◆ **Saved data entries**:
|---|

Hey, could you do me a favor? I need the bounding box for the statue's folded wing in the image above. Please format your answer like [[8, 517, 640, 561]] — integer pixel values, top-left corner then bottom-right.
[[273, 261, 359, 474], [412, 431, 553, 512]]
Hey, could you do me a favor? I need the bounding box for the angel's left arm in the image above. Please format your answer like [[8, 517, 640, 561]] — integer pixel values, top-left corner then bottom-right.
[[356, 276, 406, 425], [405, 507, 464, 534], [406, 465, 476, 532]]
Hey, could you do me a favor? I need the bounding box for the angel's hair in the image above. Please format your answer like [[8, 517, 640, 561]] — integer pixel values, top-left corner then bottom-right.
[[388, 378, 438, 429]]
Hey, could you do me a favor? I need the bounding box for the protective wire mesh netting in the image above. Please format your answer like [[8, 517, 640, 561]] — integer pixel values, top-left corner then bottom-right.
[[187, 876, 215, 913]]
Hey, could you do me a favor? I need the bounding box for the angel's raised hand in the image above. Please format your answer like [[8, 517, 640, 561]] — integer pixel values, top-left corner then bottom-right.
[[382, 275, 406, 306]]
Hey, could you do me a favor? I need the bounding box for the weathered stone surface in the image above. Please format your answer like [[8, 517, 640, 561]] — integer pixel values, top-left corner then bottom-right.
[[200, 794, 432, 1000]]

|---|

◆ **TASK**: Using the entries above, print each one again without any alteration.

◆ **EXERCISE RESPONSE**:
Hey, could you do me a favor? I need the bounding box for the statue's folded wing in the image above. Please format your answer like [[8, 517, 640, 561]] — integer pixel values, top-left corner then bottom-right.
[[273, 261, 359, 474], [412, 431, 553, 512]]
Hey, could you do me a favor? I need the bounding box for the angel's left arm in the image above. Please format your answer like [[8, 517, 640, 561]] — integer pixel values, top-left corner then bottom-right.
[[356, 276, 406, 425], [405, 507, 464, 534], [406, 465, 476, 532]]
Hey, could you do me a favor? I need the bounding box for the angel's hair in the image above. Please format your answer like [[8, 517, 640, 561]] — integer pixel values, top-left corner then bottom-right.
[[388, 378, 438, 429]]
Hey, could you do me a favor? I need the bounding box for the protective wire mesh netting in the image above. Please format your answer like [[8, 517, 640, 561]] — integer pixel values, top-left corner then bottom-right.
[[187, 876, 215, 913]]
Hey, could you do me a favor? I need the bounding box for the angel's raised hand in the image above. Please format your answer like [[8, 517, 640, 561]] — integer pixel values, top-left corner then bottom-right.
[[382, 275, 406, 306]]
Hey, could you do me a favor? I need the bounding box for the weathered stone surface in the image above. Please format your answer like [[8, 517, 640, 561]] — integer pixel values, top-left corner then bottom-right.
[[200, 794, 432, 1000]]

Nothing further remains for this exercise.